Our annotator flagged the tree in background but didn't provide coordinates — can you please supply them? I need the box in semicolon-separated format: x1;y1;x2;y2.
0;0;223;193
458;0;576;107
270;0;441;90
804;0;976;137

• • • • •

### EXERCISE OBJECTIVE
Transcribe every line of the records above without changing anything.

### CORRECT RESPONSE
Our annotator flagged the tree in background but didn't provide coordinates — can you please supply them? I need the box in semicolon-separated format: x1;y1;x2;y2.
0;0;223;193
458;0;576;107
270;0;441;90
804;0;976;137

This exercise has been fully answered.